Oregon State Bar Bulletin — OCTOBER 2011


Ever feel like somebody is watching you? There’s a good chance that it’s true, if not literally then at least electronically. We all leave a permanent electronic trail via our smart phones, GPS devices, call records and even our Google searches. A question of concern for many is, what is being done with that information?

For many prosecutors, the explosion of electronic tracking information now available has been a boon to gathering evidence that can be used to secure convictions. The National White Collar Crime Center’s “Cyber Investigation” series includes courses on acquiring, analyzing and seizing information contained in cell phone and GPS devices; setting up an undercover online account to track real-time chats and instant messages; and using a bootable CD that can read the files on other computer systems without altering the data on those systems.

Electronic evidence is the specialty of the FBI’s Regional Forensics Computer Laboratories, which have rapidly become a key crime-fighting tool and helped seal the convictions of former Illinois Governor Rob Blagojevich and several Enron executives. According to a recent Associated Press article, there are 144 such laboratories across the country.

Last year, they examined 57,000 hard drives and 75,000 pieces of digital media. Those 3,000 terabytes of information equal 3 million copies of the Encyclopedia Britannica.1

Divorce lawyers are certainly finding such data handy. In a survey conducted three years ago, 88 percent of members of the American Academy of Matrimonial Lawyers said the number of cases in which they’ve introduced electronic data had increased greatly over the last five years. Texas family law firm Bortolino LLP points out that Facebook is an obvious potential goldmine of information about an estranged spouse’s activities, along with online financial management programs, emails and recorded conversations.

How and when to use electronic information is a growing debate in Oregon. Last March, Lewis & Clark Law School’s Oregon Law Institute presented a day-long seminar during which a panel of attorneys discussed issues such as forensic file collections from cell phones and computers, discovery from webmail and social media providers, and the legal and ethical parameters of e-discovery.

Josh Marquis, Clatsop County District Attorney, says he uses social media to gather information about defendants and even screen jurors because “people say the darnedest things on Facebook.”

Where Public and Private Collide
The line between private and public information has become increasingly blurry since the Patriot Act was signed into law by President George W. Bush on Oct. 26, 2001. A decade later, the government’s standard for the protection of personal information has fallen so low that private information can be used for measures way beyond simple probable cause that someone may be a terrorist, says Janet Hoffman, a Portland criminal defense attorney.

“It’s like the Watergate days when Nixon and his staff were looking through the private records of people to find information related to trivial crimes to be able to harass people,” she says. “We as a public have some real concern about this. Fear of privacy invasion impairs our conduct, and it’s not the kind of society that we feel like we bargained for.”

● ● ● ● ●

TASKS FOR THIS EXERCISE.
[A] Reproduce the part of the bar bulletin article that runs from "Ever feel like" up to and including "on those systems.".
[B] Name every source of the permanent electronic trail that the bar bulletin article says we all leave.
The rows are separate material with no connection to the bar bulletin article.

(Excerpts from a location annotation dataset)

● ● ● ● ●

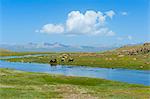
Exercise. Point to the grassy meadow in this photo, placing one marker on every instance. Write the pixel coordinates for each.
(27, 85)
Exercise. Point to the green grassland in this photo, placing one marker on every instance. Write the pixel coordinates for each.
(27, 85)
(109, 59)
(140, 62)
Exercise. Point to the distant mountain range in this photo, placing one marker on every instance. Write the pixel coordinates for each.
(53, 47)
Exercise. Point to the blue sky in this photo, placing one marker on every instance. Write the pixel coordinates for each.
(24, 21)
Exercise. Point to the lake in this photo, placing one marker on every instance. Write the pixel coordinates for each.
(123, 75)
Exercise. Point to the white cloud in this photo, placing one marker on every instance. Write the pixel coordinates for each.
(52, 29)
(77, 23)
(110, 13)
(124, 13)
(129, 37)
(111, 33)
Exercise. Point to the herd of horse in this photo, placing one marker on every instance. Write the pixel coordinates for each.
(64, 58)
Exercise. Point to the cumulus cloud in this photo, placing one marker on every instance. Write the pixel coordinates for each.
(77, 23)
(110, 13)
(51, 28)
(124, 13)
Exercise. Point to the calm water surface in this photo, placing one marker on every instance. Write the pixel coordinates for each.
(123, 75)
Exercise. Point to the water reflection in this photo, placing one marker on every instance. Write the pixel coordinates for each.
(124, 75)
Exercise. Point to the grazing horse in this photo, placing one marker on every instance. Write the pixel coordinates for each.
(70, 60)
(62, 59)
(53, 61)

● ● ● ● ●

TASK RESULTS.
[A]
Ever feel like somebody is watching you? There’s a good chance that it’s true, if not literally then at least electronically. We all leave a permanent electronic trail via our smart phones, GPS devices, call records and even our Google searches. A question of concern for many is, what is being done with that information?

For many prosecutors, the explosion of electronic tracking information now available has been a boon to gathering evidence that can be used to secure convictions. The National White Collar Crime Center’s “Cyber Investigation” series includes courses on acquiring, analyzing and seizing information contained in cell phone and GPS devices; setting up an undercover online account to track real-time chats and instant messages; and using a bootable CD that can read the files on other computer systems without altering the data on those systems.

[B] Smart phones, GPS devices, call records, and Google searches.